▶ Exercise input
· · · · ·

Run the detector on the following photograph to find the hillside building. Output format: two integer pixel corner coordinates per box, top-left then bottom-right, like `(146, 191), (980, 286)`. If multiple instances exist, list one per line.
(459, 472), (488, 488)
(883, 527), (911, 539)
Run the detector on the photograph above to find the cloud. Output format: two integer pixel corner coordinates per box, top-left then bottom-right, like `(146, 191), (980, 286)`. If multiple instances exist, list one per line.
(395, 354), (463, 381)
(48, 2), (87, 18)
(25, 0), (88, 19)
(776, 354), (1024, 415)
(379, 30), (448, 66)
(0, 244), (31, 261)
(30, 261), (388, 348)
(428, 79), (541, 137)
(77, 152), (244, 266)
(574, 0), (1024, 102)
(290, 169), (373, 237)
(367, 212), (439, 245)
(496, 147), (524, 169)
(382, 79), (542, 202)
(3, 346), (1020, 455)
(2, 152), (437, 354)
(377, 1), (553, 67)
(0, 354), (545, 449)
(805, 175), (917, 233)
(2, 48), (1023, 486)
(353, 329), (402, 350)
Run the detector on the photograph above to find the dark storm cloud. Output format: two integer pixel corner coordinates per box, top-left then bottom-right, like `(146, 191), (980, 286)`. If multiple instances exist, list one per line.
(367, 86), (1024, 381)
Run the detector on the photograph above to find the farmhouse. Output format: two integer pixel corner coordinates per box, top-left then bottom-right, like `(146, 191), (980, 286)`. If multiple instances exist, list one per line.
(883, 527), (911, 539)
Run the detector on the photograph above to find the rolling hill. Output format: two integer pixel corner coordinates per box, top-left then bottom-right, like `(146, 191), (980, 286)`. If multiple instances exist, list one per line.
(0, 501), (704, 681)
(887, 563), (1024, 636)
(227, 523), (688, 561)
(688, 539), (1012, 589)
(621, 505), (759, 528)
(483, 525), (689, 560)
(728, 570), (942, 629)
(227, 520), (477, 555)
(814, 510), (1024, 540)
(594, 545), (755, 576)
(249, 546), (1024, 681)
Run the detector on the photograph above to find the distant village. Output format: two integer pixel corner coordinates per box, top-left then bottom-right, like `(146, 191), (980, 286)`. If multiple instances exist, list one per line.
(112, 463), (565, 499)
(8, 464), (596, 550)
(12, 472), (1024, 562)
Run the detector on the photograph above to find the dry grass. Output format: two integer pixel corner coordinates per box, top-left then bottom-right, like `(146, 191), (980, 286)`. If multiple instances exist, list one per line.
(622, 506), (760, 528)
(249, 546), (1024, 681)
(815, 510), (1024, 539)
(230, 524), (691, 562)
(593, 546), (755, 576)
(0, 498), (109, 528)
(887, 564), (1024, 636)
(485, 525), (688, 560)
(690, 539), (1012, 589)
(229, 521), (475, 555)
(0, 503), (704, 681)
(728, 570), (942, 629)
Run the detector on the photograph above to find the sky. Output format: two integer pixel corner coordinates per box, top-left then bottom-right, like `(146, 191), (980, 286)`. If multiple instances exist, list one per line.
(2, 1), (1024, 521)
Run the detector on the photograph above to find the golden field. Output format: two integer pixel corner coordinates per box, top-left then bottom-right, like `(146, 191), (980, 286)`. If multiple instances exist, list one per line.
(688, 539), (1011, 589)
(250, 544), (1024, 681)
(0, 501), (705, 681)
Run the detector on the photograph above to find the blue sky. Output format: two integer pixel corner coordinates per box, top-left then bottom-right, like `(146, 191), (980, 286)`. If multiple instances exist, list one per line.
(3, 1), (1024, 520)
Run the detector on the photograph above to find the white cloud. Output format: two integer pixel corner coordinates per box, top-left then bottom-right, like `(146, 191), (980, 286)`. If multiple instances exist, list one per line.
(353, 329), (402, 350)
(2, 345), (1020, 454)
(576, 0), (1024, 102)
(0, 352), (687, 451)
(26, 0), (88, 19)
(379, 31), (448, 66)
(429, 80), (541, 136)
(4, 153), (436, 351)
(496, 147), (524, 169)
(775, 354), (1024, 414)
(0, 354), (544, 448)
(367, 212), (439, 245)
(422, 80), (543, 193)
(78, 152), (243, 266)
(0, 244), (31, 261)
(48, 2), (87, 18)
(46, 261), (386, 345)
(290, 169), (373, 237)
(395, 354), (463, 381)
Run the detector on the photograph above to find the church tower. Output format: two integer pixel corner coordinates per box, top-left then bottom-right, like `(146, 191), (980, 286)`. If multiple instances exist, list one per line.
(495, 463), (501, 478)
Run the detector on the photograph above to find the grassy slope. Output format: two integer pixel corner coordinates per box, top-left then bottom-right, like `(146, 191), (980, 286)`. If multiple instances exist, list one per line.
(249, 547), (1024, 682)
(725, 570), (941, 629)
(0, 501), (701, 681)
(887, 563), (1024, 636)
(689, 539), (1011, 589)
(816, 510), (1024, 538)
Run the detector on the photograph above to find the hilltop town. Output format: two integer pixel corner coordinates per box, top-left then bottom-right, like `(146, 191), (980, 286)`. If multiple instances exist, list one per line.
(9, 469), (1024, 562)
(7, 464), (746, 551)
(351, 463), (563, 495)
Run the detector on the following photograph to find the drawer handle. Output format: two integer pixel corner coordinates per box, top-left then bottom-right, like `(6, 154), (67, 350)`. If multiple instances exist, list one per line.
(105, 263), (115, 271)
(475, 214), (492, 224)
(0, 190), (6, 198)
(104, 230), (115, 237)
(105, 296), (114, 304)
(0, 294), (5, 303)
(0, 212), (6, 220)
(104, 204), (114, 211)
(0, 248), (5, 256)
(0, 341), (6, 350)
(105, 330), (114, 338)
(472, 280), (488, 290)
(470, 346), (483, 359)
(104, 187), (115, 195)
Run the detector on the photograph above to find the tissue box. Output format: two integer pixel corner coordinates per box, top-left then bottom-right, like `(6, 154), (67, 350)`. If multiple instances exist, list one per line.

· · · · ·

▶ Problem to solve
The required output is the complete set of records, reproduced exactly.

▶ Solution to the problem
Run the detector on the following photograph to find the hillside building. Output format: two integer pixel corner coordinates per box, top-left then bottom-right, like `(146, 191), (980, 286)`. If multiple instances exist, list one per line.
(459, 472), (488, 488)
(883, 527), (911, 539)
Run the detector on the photograph above to find the cloud. Output format: two integer pixel corner coordinates per box, top-left then bottom-right, like `(146, 191), (980, 286)`. If multiple instances exist, list one per line.
(395, 354), (463, 381)
(48, 2), (87, 18)
(25, 0), (88, 19)
(776, 354), (1024, 415)
(379, 30), (448, 66)
(0, 244), (31, 261)
(30, 261), (388, 348)
(428, 79), (541, 137)
(77, 152), (244, 266)
(574, 0), (1024, 102)
(290, 169), (373, 237)
(367, 212), (439, 245)
(496, 147), (524, 169)
(382, 79), (542, 202)
(3, 346), (1020, 455)
(2, 152), (437, 354)
(377, 1), (553, 67)
(0, 354), (545, 449)
(805, 175), (917, 233)
(2, 48), (1023, 486)
(353, 329), (402, 350)
Run the detector on the photograph above to find the dark storm cloud. Output format: two integer pixel corner coordinates per box, top-left then bottom-right, like `(146, 191), (980, 286)`. If multiple instances exist, list one per line.
(367, 86), (1024, 381)
Run the detector on the photograph above to find the farmhouse. Output format: two integer pixel corner coordinates per box, top-left then bottom-right, like `(146, 191), (980, 286)`. If multiple instances exist, list one per line.
(883, 527), (911, 539)
Run the detector on the photograph above to find the rolling hill. Output format: two integer pixel corner coordinates per box, top-left then bottom-right, like `(146, 191), (980, 286)`. If multiple instances exist, list one per line.
(0, 501), (704, 681)
(887, 563), (1024, 636)
(227, 523), (688, 561)
(688, 539), (1012, 589)
(621, 505), (759, 528)
(483, 525), (689, 560)
(728, 570), (942, 629)
(227, 520), (477, 555)
(814, 510), (1024, 540)
(594, 545), (755, 576)
(249, 546), (1024, 681)
Run the detector on the photograph above to find the distant village. Output format: two integer pixel corner coordinates per box, top-left then bottom-right, like `(146, 191), (980, 286)`. If multiple instances exist, list one per line.
(112, 463), (565, 499)
(8, 464), (596, 550)
(12, 472), (1024, 562)
Run the detector on the photograph above to find the dry grass. Output format: two integer pixel corner coordinates per box, top-left then bottom-right, like `(146, 191), (980, 286)`. If multiple instances exist, list one per line.
(622, 506), (760, 528)
(249, 546), (1024, 681)
(815, 510), (1024, 539)
(230, 524), (691, 562)
(593, 546), (755, 576)
(0, 498), (109, 528)
(887, 564), (1024, 636)
(485, 525), (688, 560)
(690, 539), (1012, 589)
(229, 521), (475, 555)
(0, 503), (704, 681)
(728, 570), (942, 629)
Run the detector on the photograph above to find the sky. Output format: two integer pixel corner coordinates per box, top-left then bottom-right, like `(146, 191), (980, 286)`. If multiple instances exist, list one per line.
(2, 1), (1024, 521)
Run the detector on the photograph above to find the golden field. Output format: two integer pixel corner coordinates per box, top-left then bottom-right, like `(146, 191), (980, 286)`. If multiple instances exist, list one per line.
(688, 539), (1011, 589)
(250, 544), (1024, 681)
(0, 501), (705, 681)
Run the detector on the photograph above to find the blue sky. Output format: two integer pixel corner coordinates per box, top-left then bottom-right, like `(146, 191), (980, 286)`. If multiple instances exist, list one per line.
(3, 1), (1024, 520)
Run the detector on the photograph above to find the white cloud. Output format: two integer pixel corner coordinates per box, top-left then bottom-right, like `(146, 191), (980, 286)`. If multiple instances exist, list one per line.
(353, 329), (402, 350)
(2, 345), (1020, 454)
(576, 0), (1024, 102)
(0, 352), (687, 451)
(26, 0), (88, 19)
(379, 31), (448, 66)
(429, 80), (541, 136)
(4, 153), (436, 351)
(496, 147), (524, 169)
(775, 354), (1024, 414)
(0, 354), (544, 448)
(367, 212), (439, 245)
(422, 80), (543, 193)
(78, 152), (243, 266)
(0, 244), (31, 261)
(48, 2), (87, 18)
(46, 261), (386, 345)
(290, 169), (373, 237)
(395, 354), (463, 381)
Run the detector on the photograph above to find the church tower. Output format: two integer pixel corner coordinates per box, top-left then bottom-right, like `(146, 191), (980, 286)`. If multiple instances exist, list one per line.
(495, 463), (501, 478)
Run the detector on the photograph above to find the grassy slope. Output format: two integer pixel corner coordinates per box, top-left then bottom-right, like `(146, 191), (980, 286)`. If multiple instances exist, list one per line.
(249, 547), (1024, 682)
(725, 570), (941, 629)
(0, 501), (701, 681)
(887, 563), (1024, 636)
(689, 539), (1011, 589)
(816, 510), (1024, 538)
Run the detector on the photograph above to find the hilltop town. Output format: two integer pixel corner coordinates per box, top-left then bottom-right, like `(146, 191), (980, 286)`. If multiple instances exist, list one per line.
(9, 469), (1024, 562)
(7, 464), (746, 551)
(351, 463), (563, 495)
Run the detector on the following photograph to find the drawer handle. Output format: two integer pixel corner coordinates per box, top-left then bottom-right, like `(6, 154), (67, 350)`. If multiple instances exist, list one per line.
(105, 263), (115, 271)
(475, 214), (492, 224)
(0, 190), (6, 198)
(104, 230), (115, 237)
(105, 296), (114, 304)
(0, 294), (5, 303)
(0, 212), (6, 220)
(104, 204), (114, 211)
(0, 248), (5, 256)
(0, 341), (6, 350)
(105, 330), (114, 338)
(472, 280), (488, 290)
(470, 346), (483, 359)
(104, 187), (115, 195)
Run the detector on the photograph above to find the tissue box. Output format: two integer pixel corner coordinates per box, top-left then bottom-right, like `(6, 154), (67, 350)`. If multiple instances exist, list one per line.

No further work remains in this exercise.